Work instructions
• a. Summarize the passage on hominid taxonomy in two sentences.
• b. According to the passage on hominid taxonomy, what is the estimated average cranial capacity of H. habilis?
• c. Extract from the passage on hominid taxonomy the text between "Even if genera" and "like it to be.", inclusive.

Given passage

:::::

What made Lucy different from other hominid specimens?
Questions of taxonomy
It’s clear that the Australopithecus genus gave rise to Homo, but every discovery and every fossil raises further questions. When it comes to the placement of species into a genus, for instance, what is appropriate? Nobody would argue that H. erectus is miscategorized in the Homo genus, but the Homo genus is probably the most poorly defined genus in all of taxonomy. Leakey’s attempt to use a behavior (tool-making) to define the genus is problematic because we can’t always know what a species did or didn’t do; we don’t always have fossilized tools available.
Can we use brain size to define Homo? H. habilis skulls excavated since Leakey’s initial find support an estimated cranial capacity of roughly 640 cc on average for this species. That’s in the middle of a range starting just below 600 and going just beyond 700 cc. It’s intermediate between the Australopithecines and H. erectus. A species called Homo ergaster, hypothesized to be the ancestor of H. erectus, boasts a cranial capacity overlapping with H. habilis and averaging only slightly higher. That suggests a smooth transition between H. habilis and larger-brained Homo species, supporting membership of habilis in the genus Homo.
Even if genera can be distinguished, assignment of species status can come into question when considering excavated specimens. The rationale is solid that H. erectus is a distinct species from H. habilis and from modern humans and Neanderthals. But H. ergaster is intermediate between H. habilis and H. erectus. Similarly, there’s Homo heidelbergensis, which may be descended from H. erectus and the common ancestor of modern humans and Neanderthals. The more specimens that are unearthed and found to be an intermediate form of a known species, the less confident we can be about two groups being separate species. It is important to remember that evolution is a gradual process. Animals live, breed, and die, oblivious to our attempts to name and classify them. Life is never as neat as we’d like it to be.
As the ability to retrieve and utilize DNA from trace and ancient samples continues to improve, we gain new tools to answer these difficult questions about how the human family tree is constructed.

:::::

Dataset entries:
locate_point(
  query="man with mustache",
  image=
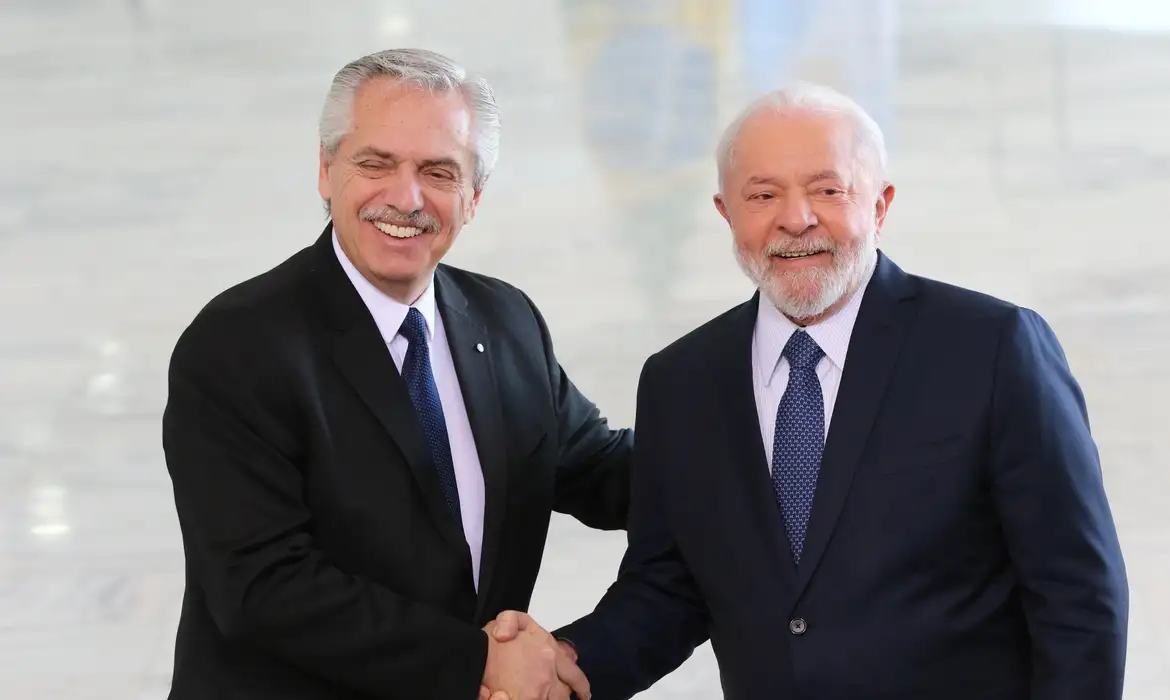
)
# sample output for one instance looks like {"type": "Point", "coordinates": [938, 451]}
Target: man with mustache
{"type": "Point", "coordinates": [366, 445]}
{"type": "Point", "coordinates": [860, 484]}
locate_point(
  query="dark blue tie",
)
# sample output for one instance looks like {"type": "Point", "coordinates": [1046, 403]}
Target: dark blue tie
{"type": "Point", "coordinates": [420, 383]}
{"type": "Point", "coordinates": [799, 438]}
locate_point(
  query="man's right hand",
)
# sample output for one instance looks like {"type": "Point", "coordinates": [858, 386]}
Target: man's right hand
{"type": "Point", "coordinates": [523, 656]}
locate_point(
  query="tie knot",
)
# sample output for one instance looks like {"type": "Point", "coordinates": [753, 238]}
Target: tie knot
{"type": "Point", "coordinates": [803, 351]}
{"type": "Point", "coordinates": [414, 328]}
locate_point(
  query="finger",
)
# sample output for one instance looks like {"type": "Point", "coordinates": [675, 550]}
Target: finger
{"type": "Point", "coordinates": [510, 623]}
{"type": "Point", "coordinates": [571, 674]}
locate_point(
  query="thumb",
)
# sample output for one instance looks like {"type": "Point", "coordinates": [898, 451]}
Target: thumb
{"type": "Point", "coordinates": [508, 625]}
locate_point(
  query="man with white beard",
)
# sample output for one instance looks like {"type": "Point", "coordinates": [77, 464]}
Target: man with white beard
{"type": "Point", "coordinates": [860, 484]}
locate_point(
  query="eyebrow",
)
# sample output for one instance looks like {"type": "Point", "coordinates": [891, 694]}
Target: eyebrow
{"type": "Point", "coordinates": [376, 153]}
{"type": "Point", "coordinates": [431, 163]}
{"type": "Point", "coordinates": [761, 180]}
{"type": "Point", "coordinates": [826, 175]}
{"type": "Point", "coordinates": [444, 163]}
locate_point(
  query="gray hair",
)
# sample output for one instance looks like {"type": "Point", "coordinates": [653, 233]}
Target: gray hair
{"type": "Point", "coordinates": [428, 70]}
{"type": "Point", "coordinates": [816, 100]}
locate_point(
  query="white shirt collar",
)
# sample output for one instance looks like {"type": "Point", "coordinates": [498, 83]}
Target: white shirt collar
{"type": "Point", "coordinates": [832, 335]}
{"type": "Point", "coordinates": [387, 313]}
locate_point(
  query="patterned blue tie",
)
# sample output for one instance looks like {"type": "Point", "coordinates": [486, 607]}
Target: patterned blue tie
{"type": "Point", "coordinates": [799, 438]}
{"type": "Point", "coordinates": [420, 383]}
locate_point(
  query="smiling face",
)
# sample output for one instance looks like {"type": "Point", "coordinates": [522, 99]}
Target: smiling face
{"type": "Point", "coordinates": [399, 186]}
{"type": "Point", "coordinates": [804, 210]}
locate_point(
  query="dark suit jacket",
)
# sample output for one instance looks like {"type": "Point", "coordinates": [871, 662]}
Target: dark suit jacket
{"type": "Point", "coordinates": [322, 562]}
{"type": "Point", "coordinates": [959, 547]}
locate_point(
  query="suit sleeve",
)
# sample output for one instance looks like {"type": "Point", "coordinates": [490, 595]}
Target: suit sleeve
{"type": "Point", "coordinates": [653, 617]}
{"type": "Point", "coordinates": [1048, 489]}
{"type": "Point", "coordinates": [249, 546]}
{"type": "Point", "coordinates": [593, 459]}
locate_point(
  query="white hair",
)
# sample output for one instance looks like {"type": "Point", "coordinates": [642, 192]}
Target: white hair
{"type": "Point", "coordinates": [812, 100]}
{"type": "Point", "coordinates": [428, 70]}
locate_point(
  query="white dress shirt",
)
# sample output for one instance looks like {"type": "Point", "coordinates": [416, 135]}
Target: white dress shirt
{"type": "Point", "coordinates": [390, 314]}
{"type": "Point", "coordinates": [770, 368]}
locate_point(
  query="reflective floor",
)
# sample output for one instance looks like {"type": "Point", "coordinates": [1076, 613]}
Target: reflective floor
{"type": "Point", "coordinates": [157, 151]}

:::::

Answers to the problems
• a. The Homo genus is poorly defined, and defining it by tool-making is problematic because fossilized tools are not always available, though the cranial capacity of H. habilis, intermediate between the Australopithecines and H. erectus, supports its membership in Homo. Intermediate forms such as H. ergaster and H. heidelbergensis make it harder to be confident that groups are separate species, and improving DNA retrieval from trace and ancient samples offers new tools for these questions.

• b. Roughly 640 cc.

• c.
Even if genera can be distinguished, assignment of species status can come into question when considering excavated specimens. The rationale is solid that H. erectus is a distinct species from H. habilis and from modern humans and Neanderthals. But H. ergaster is intermediate between H. habilis and H. erectus. Similarly, there’s Homo heidelbergensis, which may be descended from H. erectus and the common ancestor of modern humans and Neanderthals. The more specimens that are unearthed and found to be an intermediate form of a known species, the less confident we can be about two groups being separate species. It is important to remember that evolution is a gradual process. Animals live, breed, and die, oblivious to our attempts to name and classify them. Life is never as neat as we’d like it to be.